- **Zu erledigende Aufgaben**:
a – Was hat der Bundesrat laut dem Textauszug am Freitag veröffentlicht?
b – Fassen Sie den Textauszug in zwei Sätzen zusammen.
c – Übertragen Sie aus dem Textauszug wortgetreu den Abschnitt, der mit „In diesem Fall“ beginnt und bis „der Blockade fest.“ reicht.

- **Textauszug**:
Beim Rahmenabkommen gibt es keinen gemeinsamen Nenner für einen Kompromiss, aber auch keine Mehrheit für die eine oder andere Lösung.
Der Bundesrat hat am Freitag den Vertragstext zum Rahmenabkommen mit der EU veröffentlicht, über den die Schweiz nun seit Jahren streitet. Die Regierung konnte sich nicht auf eine klare Aussage einigen, wollte dem Rahmenabkommen weder zustimmen noch es ablehnen. Deshalb spielt sie weiter auf Zeit. Verständlich, dass ihr von allen Seiten mangelnde Führungskraft vorgeworfen wird. «Man müsste halt regieren wollen», kommentierten der Zürcher «Tages-Anzeiger» und der Berner «Bund». «Eine Vision und mehr Leadership», forderte die NZZ. «Jetzt geht es nur noch mit Führungsstärke», hiess es bei der «Schweiz am Wochenende».
In diesem Fall war es vielleicht eine «Mission impossible». Worauf kann sich Führungsstärke gründen, wenn die stärksten Parteien in der Konkordanzregierung diametral entgegengesetzte Positionen vertreten? Die SVP will auf keinen Fall ein Abkommen mit der EU. Die SP will der EU beitreten, aber keinerlei Kompromiss mit ihr akzeptieren. Es gibt keinen gemeinsamen Nenner für einen Kompromiss, aber auch keine Mehrheit für die eine oder andere Lösung. Wir stecken in der Blockade fest.

- **Dateneinträge**:
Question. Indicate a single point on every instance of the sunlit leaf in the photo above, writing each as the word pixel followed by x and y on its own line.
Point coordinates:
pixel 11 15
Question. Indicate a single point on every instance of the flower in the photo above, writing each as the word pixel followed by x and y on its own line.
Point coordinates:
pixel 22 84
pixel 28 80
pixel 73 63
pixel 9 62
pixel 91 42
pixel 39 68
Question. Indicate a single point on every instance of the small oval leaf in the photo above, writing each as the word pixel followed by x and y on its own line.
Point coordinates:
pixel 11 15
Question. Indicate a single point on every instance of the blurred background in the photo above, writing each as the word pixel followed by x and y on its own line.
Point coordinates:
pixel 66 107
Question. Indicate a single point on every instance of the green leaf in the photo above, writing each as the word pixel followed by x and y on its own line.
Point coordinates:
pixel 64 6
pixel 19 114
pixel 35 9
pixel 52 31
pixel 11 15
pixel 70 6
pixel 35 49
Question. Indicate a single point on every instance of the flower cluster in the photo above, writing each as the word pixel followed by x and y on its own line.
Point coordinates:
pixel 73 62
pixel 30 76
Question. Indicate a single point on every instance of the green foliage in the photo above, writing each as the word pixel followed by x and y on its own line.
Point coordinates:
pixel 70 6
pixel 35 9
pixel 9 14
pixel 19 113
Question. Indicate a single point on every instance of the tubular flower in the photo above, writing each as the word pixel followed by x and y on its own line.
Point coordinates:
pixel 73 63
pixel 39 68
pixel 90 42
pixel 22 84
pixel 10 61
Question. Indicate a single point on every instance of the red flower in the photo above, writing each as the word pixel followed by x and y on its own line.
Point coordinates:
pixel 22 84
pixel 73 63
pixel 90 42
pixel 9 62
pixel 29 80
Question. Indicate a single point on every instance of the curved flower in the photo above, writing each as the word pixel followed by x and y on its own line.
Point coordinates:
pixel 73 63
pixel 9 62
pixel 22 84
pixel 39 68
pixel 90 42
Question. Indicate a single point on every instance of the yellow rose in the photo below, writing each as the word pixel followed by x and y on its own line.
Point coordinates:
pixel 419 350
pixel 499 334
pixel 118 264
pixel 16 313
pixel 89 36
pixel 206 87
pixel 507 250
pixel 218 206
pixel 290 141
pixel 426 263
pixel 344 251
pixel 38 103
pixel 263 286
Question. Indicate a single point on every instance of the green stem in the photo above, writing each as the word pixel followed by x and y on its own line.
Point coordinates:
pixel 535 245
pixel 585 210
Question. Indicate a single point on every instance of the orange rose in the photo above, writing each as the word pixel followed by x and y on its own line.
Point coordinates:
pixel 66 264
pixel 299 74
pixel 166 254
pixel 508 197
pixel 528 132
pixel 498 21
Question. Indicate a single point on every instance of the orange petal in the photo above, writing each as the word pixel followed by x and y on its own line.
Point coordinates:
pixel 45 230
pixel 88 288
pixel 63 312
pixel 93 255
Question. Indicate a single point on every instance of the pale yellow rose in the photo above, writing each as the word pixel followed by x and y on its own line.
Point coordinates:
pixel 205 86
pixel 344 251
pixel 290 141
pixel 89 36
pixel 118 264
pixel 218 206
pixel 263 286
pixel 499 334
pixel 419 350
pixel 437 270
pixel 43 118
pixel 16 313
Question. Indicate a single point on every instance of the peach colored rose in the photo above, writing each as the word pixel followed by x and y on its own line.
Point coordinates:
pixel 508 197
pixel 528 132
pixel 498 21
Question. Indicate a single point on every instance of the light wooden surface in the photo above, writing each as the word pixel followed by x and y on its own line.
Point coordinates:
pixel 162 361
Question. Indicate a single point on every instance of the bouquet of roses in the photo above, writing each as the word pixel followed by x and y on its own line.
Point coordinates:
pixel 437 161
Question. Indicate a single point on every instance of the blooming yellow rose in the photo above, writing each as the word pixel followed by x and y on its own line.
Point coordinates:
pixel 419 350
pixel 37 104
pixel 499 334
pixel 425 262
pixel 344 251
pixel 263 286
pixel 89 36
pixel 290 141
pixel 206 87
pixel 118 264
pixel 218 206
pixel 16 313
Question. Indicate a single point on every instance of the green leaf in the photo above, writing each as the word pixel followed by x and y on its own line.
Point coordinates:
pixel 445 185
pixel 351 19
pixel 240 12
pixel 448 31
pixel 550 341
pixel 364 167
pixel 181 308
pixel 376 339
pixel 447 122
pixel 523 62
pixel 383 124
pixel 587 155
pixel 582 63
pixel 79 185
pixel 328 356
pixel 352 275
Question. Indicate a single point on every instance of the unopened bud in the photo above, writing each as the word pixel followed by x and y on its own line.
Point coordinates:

- **Ergebnisse**:
a – Den Vertragstext zum Rahmenabkommen mit der EU.

b – Der Bundesrat hat den Vertragstext zum Rahmenabkommen mit der EU veröffentlicht, dem Abkommen aber weder zugestimmt noch es abgelehnt, weshalb der Regierung mangelnde Führungskraft vorgeworfen wird. Weil SVP und SP diametral entgegengesetzte Positionen vertreten, gibt es weder einen gemeinsamen Nenner für einen Kompromiss noch eine Mehrheit für eine Lösung.

c –
In diesem Fall war es vielleicht eine «Mission impossible». Worauf kann sich Führungsstärke gründen, wenn die stärksten Parteien in der Konkordanzregierung diametral entgegengesetzte Positionen vertreten? Die SVP will auf keinen Fall ein Abkommen mit der EU. Die SP will der EU beitreten, aber keinerlei Kompromiss mit ihr akzeptieren. Es gibt keinen gemeinsamen Nenner für einen Kompromiss, aber auch keine Mehrheit für die eine oder andere Lösung. Wir stecken in der Blockade fest.